# [Instructions to follow]
Begin with the line that holds "Task: identify the window" and repeat each line after it exactly, ending with the last line of the listing.

# [Given entries]
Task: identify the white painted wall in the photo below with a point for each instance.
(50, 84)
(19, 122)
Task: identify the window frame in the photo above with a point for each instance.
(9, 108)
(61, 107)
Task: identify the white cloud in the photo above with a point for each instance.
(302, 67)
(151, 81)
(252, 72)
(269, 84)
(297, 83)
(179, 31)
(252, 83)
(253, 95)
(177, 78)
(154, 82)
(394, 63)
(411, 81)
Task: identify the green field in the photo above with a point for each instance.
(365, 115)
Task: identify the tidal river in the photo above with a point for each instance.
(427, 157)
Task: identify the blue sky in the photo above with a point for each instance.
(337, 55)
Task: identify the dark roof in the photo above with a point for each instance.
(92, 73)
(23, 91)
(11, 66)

# [Exercise result]
Task: identify the window frame in the photo above with a point for each instance.
(9, 108)
(61, 107)
Task: identify the white cloud in the photo above with a point for each instance.
(302, 67)
(151, 81)
(252, 72)
(269, 84)
(297, 83)
(179, 31)
(252, 83)
(253, 95)
(177, 78)
(154, 82)
(394, 63)
(411, 81)
Task: identify the green field in the photo above with a point for each instance.
(365, 115)
Task: identify the tidal river in the photo above with a point for each instance.
(427, 157)
Task: identify the blue sky in the photo above with a point for each instance.
(337, 55)
Task: identify the dark roof in the photo above with a point for each instance.
(92, 73)
(23, 91)
(11, 66)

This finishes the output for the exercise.